- **WORK INSTRUCTIONS**
Each record must come back unchanged in your answer, stripped of its images.

____________

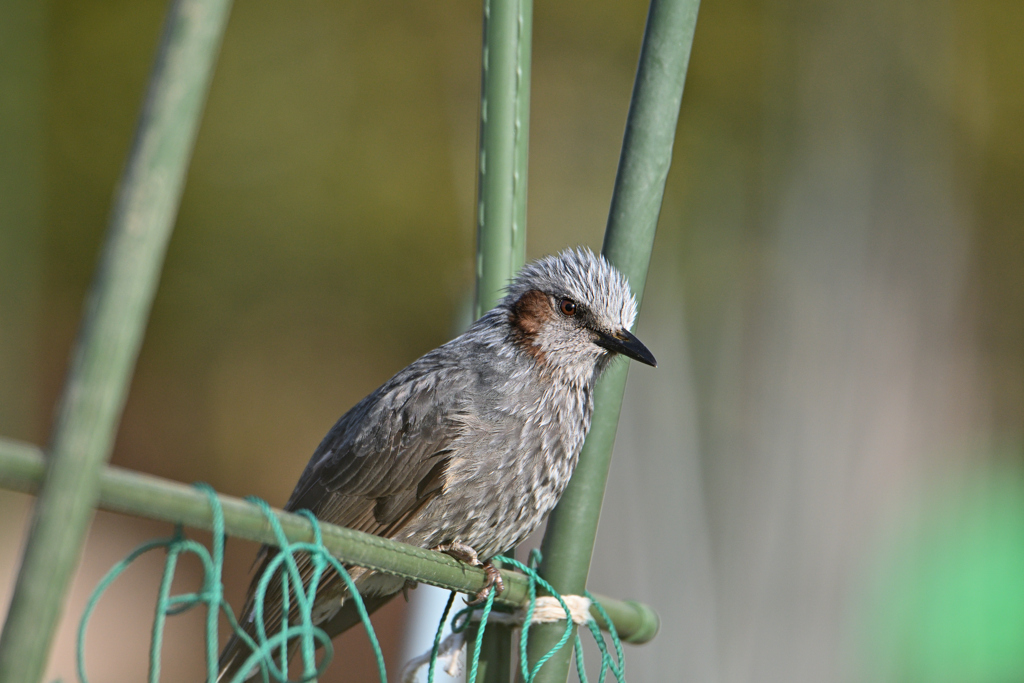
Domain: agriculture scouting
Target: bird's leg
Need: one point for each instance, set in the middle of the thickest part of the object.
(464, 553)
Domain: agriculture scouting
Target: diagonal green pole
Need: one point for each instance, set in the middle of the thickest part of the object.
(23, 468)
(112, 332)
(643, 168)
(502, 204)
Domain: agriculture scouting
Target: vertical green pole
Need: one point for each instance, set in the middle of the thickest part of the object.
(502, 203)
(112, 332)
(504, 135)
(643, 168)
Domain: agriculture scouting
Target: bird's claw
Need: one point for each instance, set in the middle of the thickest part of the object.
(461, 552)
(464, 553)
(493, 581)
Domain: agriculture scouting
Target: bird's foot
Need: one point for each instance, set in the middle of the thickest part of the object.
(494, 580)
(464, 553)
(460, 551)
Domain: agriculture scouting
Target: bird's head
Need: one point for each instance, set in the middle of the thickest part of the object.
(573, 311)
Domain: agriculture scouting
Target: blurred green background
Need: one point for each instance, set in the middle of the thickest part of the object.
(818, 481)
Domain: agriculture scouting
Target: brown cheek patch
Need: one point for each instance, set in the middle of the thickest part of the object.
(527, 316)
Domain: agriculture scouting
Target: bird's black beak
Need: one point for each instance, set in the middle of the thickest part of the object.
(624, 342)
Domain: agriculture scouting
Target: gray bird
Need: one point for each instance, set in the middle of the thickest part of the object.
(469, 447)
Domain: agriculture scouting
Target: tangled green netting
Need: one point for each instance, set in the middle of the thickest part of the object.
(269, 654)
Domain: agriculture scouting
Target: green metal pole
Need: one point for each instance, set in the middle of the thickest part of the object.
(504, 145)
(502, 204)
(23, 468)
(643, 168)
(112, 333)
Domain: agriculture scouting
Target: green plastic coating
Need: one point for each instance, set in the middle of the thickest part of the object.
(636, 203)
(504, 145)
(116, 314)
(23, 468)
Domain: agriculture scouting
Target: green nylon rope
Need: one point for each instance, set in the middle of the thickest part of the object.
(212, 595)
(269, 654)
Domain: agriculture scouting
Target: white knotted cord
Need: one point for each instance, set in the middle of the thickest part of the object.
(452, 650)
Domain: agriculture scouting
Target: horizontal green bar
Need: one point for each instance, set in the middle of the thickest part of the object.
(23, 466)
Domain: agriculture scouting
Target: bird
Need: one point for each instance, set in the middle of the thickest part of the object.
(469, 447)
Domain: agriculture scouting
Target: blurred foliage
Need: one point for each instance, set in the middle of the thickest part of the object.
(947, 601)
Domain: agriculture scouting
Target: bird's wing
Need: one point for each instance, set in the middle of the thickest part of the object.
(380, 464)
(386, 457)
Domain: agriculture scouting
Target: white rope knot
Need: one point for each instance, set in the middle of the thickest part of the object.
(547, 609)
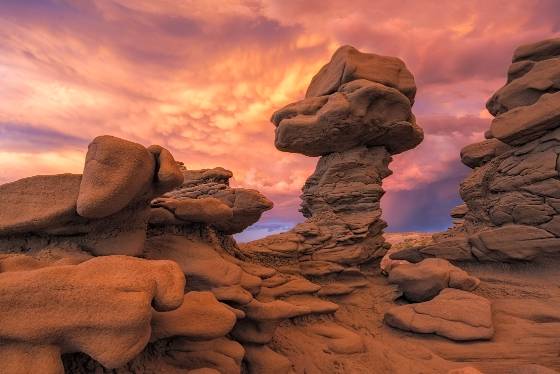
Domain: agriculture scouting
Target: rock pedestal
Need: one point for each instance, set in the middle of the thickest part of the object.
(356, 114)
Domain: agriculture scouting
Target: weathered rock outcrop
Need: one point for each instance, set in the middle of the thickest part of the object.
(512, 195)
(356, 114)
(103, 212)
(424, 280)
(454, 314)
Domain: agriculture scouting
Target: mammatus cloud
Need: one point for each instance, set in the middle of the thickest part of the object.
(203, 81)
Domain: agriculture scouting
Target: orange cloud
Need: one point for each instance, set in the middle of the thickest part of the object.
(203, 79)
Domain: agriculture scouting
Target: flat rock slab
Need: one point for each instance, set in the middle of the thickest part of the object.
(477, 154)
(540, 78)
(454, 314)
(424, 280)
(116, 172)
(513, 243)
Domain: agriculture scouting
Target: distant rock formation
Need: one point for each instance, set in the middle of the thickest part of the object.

____________

- **TASK RESPONSE**
Domain: agriculture scouting
Target: bird's leg
Need: one point for each instance, set in the middle of the thickest part of the object.
(464, 553)
Domain: agriculture scouting
Target: diagonal green pole
Need: one point for each instance, set in the middle of the thickest part of the object.
(23, 468)
(112, 332)
(643, 168)
(502, 204)
Domain: agriculture scouting
Target: vertical green pole
Need: one point for each instance, set in the middle of the thickest part of the object.
(502, 203)
(112, 332)
(504, 135)
(643, 168)
Domain: agriculture scouting
Target: bird's claw
Need: one point for each instance, set in the middle of the thickest part of the object.
(461, 552)
(464, 553)
(493, 581)
Domain: agriculture scouting
Target: bird's foot
Need: one point for each instance, set in the middle of the thickest part of the object.
(494, 580)
(464, 553)
(460, 551)
Domain: agriculture scouting
Target: bird's head
Need: one point for each instance, set in the middle of the thickest part of the object.
(573, 311)
Domain: agriculture scouting
Target: blurred green background
Need: one point for each instance, set in the middle of the thickest part of the object.
(818, 481)
Domain: agriculture scouting
Target: brown cheek patch
Need: one point for each instance, set in the middle of the thickest part of the object.
(527, 316)
Domain: agriculture scouting
Target: bird's black beak
Need: one point for each instance, set in the middle of the thickest part of the object.
(624, 342)
Domain: agriculture scouting
Target: gray bird
Need: one point for each instance, set in the middle of the thickest part of the object.
(469, 447)
Domain: agriculture scouting
Target: tangled green netting
Need: one point for each instance, set in the middle of the thickest part of the object.
(269, 654)
Domain: agriculture scouting
Target: green metal pole
Need: one point for each instance, set in the middle of the thickest part of the object.
(504, 145)
(502, 204)
(23, 468)
(643, 168)
(112, 333)
Domain: agriculture scouting
Target: green plastic coating
Need: one point for each instance, set in the middle of the thickest part of the object.
(636, 203)
(504, 145)
(116, 314)
(23, 468)
Domain: agriculture scouting
Target: green nylon rope
Need: one point for each instance, set in the middle of the thickest part of the object.
(212, 595)
(269, 654)
Domain: agriculture scouting
Target: white knotted cord
Need: one point for each instance, set in the middle of the thickest part of the object.
(452, 650)
Domain: agriculture scouting
Target: horizontal green bar
Need: one point for each instance, set in the middle of the thickest part of the object.
(23, 466)
Domain: agriculture scouting
Target: bird
Need: one point for each instance, set in the middle of the thickest part of the object.
(469, 447)
Domain: agriculture scouting
Target: blurred foliage
Need: one point for each instance, set in the middle of the thickest part of the object.
(947, 601)
Domain: agriculture scouting
Target: bird's wing
Need: one point for each instance, set in the middle of the thickest part of the object.
(380, 464)
(386, 457)
Domain: agriculture scouting
Target: white rope knot
Need: one point for each instance, set in the middle of the thickest part of the object.
(547, 609)
Domain: agriculture scouting
Target: rock pedestal
Need: one point for each instance, set in the middle of the thickest part of the object.
(356, 114)
Domain: agriculture scouting
Target: weathered rock outcrop
Need: one point for each instance, set in the middle of the thickest part of the object.
(512, 195)
(356, 114)
(103, 212)
(424, 280)
(454, 314)
Domain: agriculture scouting
Target: mammatus cloud
Need: one point for each instance, set in the middle of the thickest part of the object.
(203, 81)
Domain: agriculture scouting
Target: orange cloud
Need: one point for each instance, set in the middle of the thickest part of the object.
(203, 79)
Domain: agriculture scouting
Target: flat rock slab
Need: one point for each instance, set in the middle of the thickest part of the object.
(477, 154)
(540, 78)
(454, 314)
(424, 280)
(116, 172)
(513, 243)
Domain: agriculture scouting
Target: distant rock formation
Need: one point for each instance, set in the middle of the thickest part of the object.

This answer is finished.